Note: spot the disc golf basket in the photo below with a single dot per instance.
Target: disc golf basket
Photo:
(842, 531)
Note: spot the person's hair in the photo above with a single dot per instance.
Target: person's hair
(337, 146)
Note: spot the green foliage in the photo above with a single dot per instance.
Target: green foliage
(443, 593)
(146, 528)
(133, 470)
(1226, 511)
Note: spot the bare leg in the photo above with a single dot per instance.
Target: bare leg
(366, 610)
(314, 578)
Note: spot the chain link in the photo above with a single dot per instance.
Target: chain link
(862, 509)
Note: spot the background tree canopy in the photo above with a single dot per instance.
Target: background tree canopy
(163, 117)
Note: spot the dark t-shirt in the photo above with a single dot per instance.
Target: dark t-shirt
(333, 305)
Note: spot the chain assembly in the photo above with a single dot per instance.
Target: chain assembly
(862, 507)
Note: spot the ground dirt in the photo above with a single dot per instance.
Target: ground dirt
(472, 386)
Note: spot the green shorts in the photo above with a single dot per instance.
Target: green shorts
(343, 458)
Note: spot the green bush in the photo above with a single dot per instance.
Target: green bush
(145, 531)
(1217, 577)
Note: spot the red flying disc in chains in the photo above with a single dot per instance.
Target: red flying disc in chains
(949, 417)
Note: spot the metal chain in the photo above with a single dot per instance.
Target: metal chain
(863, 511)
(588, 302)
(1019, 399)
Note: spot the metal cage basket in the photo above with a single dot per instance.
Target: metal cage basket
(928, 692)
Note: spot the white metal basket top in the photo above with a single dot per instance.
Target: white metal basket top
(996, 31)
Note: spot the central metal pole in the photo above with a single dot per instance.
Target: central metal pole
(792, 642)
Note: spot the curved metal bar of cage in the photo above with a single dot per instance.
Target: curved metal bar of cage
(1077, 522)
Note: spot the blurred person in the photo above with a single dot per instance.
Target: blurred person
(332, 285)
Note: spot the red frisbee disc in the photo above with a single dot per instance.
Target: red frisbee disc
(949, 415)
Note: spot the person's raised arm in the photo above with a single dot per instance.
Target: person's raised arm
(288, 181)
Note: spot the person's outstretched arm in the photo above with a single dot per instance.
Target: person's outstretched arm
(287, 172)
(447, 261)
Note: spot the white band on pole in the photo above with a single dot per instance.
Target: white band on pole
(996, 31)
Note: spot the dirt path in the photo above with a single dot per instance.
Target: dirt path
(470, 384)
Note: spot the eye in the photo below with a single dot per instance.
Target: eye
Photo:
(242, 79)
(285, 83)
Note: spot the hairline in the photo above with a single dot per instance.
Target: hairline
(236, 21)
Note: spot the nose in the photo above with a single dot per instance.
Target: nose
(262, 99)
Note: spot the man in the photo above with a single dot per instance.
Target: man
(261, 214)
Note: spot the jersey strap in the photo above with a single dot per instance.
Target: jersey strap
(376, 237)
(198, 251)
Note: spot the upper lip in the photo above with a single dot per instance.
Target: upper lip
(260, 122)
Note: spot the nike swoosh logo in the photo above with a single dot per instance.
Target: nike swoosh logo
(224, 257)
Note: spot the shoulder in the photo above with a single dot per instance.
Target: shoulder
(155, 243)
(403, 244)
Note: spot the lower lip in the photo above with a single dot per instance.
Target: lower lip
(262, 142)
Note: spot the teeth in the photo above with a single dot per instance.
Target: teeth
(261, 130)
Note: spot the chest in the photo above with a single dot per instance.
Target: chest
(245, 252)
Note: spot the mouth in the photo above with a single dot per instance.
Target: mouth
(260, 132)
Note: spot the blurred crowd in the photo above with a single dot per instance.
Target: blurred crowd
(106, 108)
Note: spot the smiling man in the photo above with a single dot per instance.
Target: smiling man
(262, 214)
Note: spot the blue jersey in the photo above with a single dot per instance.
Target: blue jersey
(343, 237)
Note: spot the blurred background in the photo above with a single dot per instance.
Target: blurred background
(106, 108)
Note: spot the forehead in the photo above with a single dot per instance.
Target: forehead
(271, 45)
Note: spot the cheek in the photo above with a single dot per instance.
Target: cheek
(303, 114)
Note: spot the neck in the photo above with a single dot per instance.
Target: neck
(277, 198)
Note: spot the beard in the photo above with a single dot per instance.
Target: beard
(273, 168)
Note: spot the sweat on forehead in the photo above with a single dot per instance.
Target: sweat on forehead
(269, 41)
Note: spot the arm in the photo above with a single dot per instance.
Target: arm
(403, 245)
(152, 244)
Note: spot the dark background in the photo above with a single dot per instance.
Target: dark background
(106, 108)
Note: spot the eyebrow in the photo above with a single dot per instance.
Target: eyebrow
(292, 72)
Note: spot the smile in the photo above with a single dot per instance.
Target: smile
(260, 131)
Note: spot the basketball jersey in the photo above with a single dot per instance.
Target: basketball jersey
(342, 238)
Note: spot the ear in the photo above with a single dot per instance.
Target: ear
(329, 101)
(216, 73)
============
TASK DETAILS |
Convert all the entries above into a JSON list of strings, with one string for each line and blank lines left out.

ANSWER FOR THIS EXERCISE |
[
  "Note: spot the disc golf basket in the photo below with a single dot per instance.",
  "Target: disc golf basket",
  "Photo:",
  "(842, 531)",
  "Note: spot the person's hair in the photo above with a single dot per instance.",
  "Target: person's hair",
  "(337, 146)",
  "Note: spot the green foliage in the photo above with a single dot per instance.",
  "Target: green foliage",
  "(443, 593)",
  "(146, 528)",
  "(133, 470)",
  "(1226, 511)",
  "Note: spot the bare leg in the photo above with a single dot per instance.",
  "Target: bare leg",
  "(366, 610)",
  "(314, 578)",
  "Note: spot the chain link in the photo above with a single dot per instance.",
  "Target: chain link",
  "(862, 509)",
  "Note: spot the background tree canopy in the photo above with a single dot per instance.",
  "Target: background tree canopy",
  "(163, 117)",
  "Note: spot the dark t-shirt in the photo above with a single dot per instance.",
  "Target: dark t-shirt",
  "(333, 305)",
  "Note: spot the chain assembly in the photo above with a single dot per instance.",
  "Target: chain assembly",
  "(862, 507)",
  "Note: spot the ground dirt in the photo above with a single dot per instance.",
  "Target: ground dirt",
  "(472, 386)",
  "Note: spot the green shorts in the photo above with a single dot per instance.",
  "Target: green shorts",
  "(343, 458)",
  "Note: spot the green bush in the photo above with a single dot per instance.",
  "Target: green bush",
  "(145, 531)",
  "(1217, 577)",
  "Note: spot the red flying disc in chains in the photo above with a single dot per instance.",
  "Target: red flying disc in chains",
  "(949, 417)",
  "Note: spot the metal chain in the photo above with a single dot per instance.",
  "Target: metal chain",
  "(863, 511)",
  "(588, 302)",
  "(1019, 399)",
  "Note: spot the metal cage basket in the photo above with a single dot per instance.",
  "Target: metal cage basket",
  "(928, 692)",
  "Note: spot the white metal basket top in the photo above with a single dot per instance.",
  "Target: white metal basket top",
  "(996, 31)",
  "Note: spot the central metal pole in the photo above with a single dot per instance.",
  "Target: central metal pole",
  "(792, 642)",
  "Note: spot the curved metal bar of cage in the photo above with a single dot per instance.",
  "Target: curved metal bar of cage",
  "(1077, 522)",
  "Note: spot the blurred person in the photo above with a single dot per instance.",
  "Target: blurred person",
  "(332, 285)",
  "Note: spot the red frisbee disc in the photo above with a single dot per instance.",
  "Target: red frisbee disc",
  "(949, 415)",
  "Note: spot the person's raised arm in the photo above with a single dot per instance.",
  "Target: person's raised arm",
  "(288, 181)",
  "Note: spot the person's outstretched arm in the photo above with a single dot per instance.",
  "Target: person's outstretched arm",
  "(287, 172)",
  "(447, 261)",
  "Note: spot the white band on pole in the photo above with a single dot per instance.",
  "Target: white band on pole",
  "(996, 31)",
  "Note: spot the dirt path in the photo above with a single dot per instance.",
  "Target: dirt path",
  "(470, 384)",
  "Note: spot the eye in the photo below with a single dot per instance.",
  "Target: eye",
  "Photo:",
  "(242, 79)",
  "(285, 83)",
  "Note: spot the hairline in the photo above with a single dot per instance.",
  "Target: hairline",
  "(236, 21)",
  "Note: spot the nose in the photo above with a single dot per instance.",
  "Target: nose",
  "(262, 99)",
  "Note: spot the man in the photo above with a single dot per instance.",
  "Target: man",
  "(261, 214)",
  "Note: spot the jersey strap in the photo above with a single dot per instance.",
  "Target: jersey strap",
  "(376, 237)",
  "(198, 251)",
  "Note: spot the upper lip in the photo above with a single dot per instance.",
  "Target: upper lip",
  "(260, 122)",
  "Note: spot the nike swoosh logo in the photo above with a single dot per instance.",
  "Target: nike swoosh logo",
  "(224, 257)",
  "Note: spot the shoulder in the photo above with a single dot per instance.",
  "Target: shoulder",
  "(155, 243)",
  "(403, 244)",
  "Note: spot the lower lip in the photo above with a single dot per instance.",
  "Target: lower lip",
  "(262, 142)",
  "Note: spot the teeth in the photo above with a single dot per instance.",
  "Target: teeth",
  "(261, 130)",
  "Note: spot the chest in the photo above with a single dot per instance.",
  "Target: chest",
  "(245, 252)",
  "Note: spot the mouth in the photo above with a single dot per instance.",
  "Target: mouth",
  "(260, 132)",
  "Note: spot the blurred crowd in the photo above with a single dot per instance.",
  "Target: blurred crowd",
  "(106, 108)",
  "Note: spot the smiling man in the photo above with a single dot per instance.",
  "Target: smiling man",
  "(262, 214)",
  "Note: spot the blue jersey in the photo above with a single dot per instance.",
  "Target: blue jersey",
  "(343, 237)",
  "Note: spot the blurred background in the photo above with a single dot per instance.",
  "Target: blurred background",
  "(106, 108)",
  "Note: spot the forehead in the photo above with a single dot per instance.",
  "Target: forehead",
  "(271, 45)",
  "Note: spot the cheek in the photo above with a single dot per instance.",
  "Target: cheek",
  "(303, 114)",
  "Note: spot the neck in the photo above with a single dot per instance.",
  "Target: neck",
  "(277, 198)",
  "Note: spot the beard in the photo above with a single dot per instance.",
  "Target: beard",
  "(273, 168)",
  "Note: spot the sweat on forehead in the photo above with a single dot per instance.",
  "Target: sweat on forehead",
  "(269, 41)",
  "Note: spot the arm in the photo above with a single dot per instance.",
  "Target: arm",
  "(403, 245)",
  "(152, 244)",
  "Note: spot the dark background in the photo above with a single dot per instance.",
  "Target: dark background",
  "(106, 108)",
  "Note: spot the eyebrow in the photo above with a single dot per instance.",
  "Target: eyebrow",
  "(292, 72)",
  "Note: spot the smile in the photo above with a single dot per instance.",
  "Target: smile",
  "(260, 131)",
  "Note: spot the basketball jersey in the photo above with a single dot per instance.",
  "Target: basketball jersey",
  "(342, 238)",
  "Note: spot the ear in the photo above with a single dot per instance.",
  "Target: ear",
  "(329, 101)",
  "(216, 73)"
]